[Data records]
= = = = =

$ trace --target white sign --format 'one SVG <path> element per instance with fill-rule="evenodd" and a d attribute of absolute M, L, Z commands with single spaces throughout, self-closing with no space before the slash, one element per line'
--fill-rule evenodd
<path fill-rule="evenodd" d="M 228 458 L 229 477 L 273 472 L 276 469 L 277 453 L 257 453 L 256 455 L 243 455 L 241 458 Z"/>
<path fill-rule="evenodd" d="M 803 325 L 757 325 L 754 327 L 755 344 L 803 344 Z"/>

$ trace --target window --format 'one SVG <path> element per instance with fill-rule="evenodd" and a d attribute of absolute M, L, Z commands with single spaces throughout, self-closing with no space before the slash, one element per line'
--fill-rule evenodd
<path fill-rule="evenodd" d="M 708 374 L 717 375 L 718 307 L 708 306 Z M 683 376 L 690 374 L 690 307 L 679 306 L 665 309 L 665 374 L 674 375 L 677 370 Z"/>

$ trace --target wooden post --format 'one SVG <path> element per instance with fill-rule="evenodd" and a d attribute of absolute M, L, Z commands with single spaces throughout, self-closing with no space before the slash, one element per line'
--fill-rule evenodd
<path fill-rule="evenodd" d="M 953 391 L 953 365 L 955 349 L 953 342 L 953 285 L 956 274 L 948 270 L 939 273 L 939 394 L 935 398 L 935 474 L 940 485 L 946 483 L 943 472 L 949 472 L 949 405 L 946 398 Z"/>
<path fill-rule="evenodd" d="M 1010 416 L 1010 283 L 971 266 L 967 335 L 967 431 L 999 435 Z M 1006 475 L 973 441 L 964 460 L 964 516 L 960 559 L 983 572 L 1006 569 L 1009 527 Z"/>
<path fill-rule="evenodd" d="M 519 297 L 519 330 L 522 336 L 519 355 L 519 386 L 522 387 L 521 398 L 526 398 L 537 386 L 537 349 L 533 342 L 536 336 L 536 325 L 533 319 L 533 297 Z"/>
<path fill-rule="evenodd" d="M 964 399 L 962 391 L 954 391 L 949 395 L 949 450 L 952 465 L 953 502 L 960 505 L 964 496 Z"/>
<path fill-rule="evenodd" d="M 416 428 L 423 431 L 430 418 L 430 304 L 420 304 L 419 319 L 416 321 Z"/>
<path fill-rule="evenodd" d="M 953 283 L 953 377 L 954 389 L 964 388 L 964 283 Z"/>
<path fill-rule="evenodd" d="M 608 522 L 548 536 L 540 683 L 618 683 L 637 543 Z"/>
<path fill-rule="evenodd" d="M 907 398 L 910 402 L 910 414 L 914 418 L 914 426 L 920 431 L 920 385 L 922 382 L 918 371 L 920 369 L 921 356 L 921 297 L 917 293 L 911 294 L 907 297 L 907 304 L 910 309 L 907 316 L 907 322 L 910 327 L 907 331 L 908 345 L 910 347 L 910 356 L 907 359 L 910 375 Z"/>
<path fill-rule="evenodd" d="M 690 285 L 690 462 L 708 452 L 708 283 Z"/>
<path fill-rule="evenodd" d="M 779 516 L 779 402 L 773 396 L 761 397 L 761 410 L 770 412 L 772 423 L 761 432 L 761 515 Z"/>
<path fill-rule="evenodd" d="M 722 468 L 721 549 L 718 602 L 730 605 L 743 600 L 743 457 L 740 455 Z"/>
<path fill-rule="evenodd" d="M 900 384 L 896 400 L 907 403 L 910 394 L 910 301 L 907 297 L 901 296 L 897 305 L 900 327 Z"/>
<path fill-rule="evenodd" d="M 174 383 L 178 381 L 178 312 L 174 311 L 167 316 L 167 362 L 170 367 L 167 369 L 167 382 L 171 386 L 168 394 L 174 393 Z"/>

= = = = =

▸ Work request
From the records above, quote only the lines running from the line with "trace --target window" to the line with "trace --target wooden", both lines included.

▸ Expected answer
$ trace --target window --format 'one SVG <path> element per instance with fill-rule="evenodd" and a d attribute of absolute M, L, Z commands with single spaces throughout, self-closing with no space before the slash, one element per line'
--fill-rule evenodd
<path fill-rule="evenodd" d="M 708 374 L 717 375 L 718 307 L 708 306 Z M 683 376 L 690 374 L 690 307 L 679 306 L 665 309 L 665 374 L 674 375 L 677 370 Z"/>

$ trace --target wooden post --format 'one SVG <path> element per instance with fill-rule="evenodd" and a d attribute of absolute M, L, Z commands with single spaces throughout, self-closing with no space before the slash, one element per line'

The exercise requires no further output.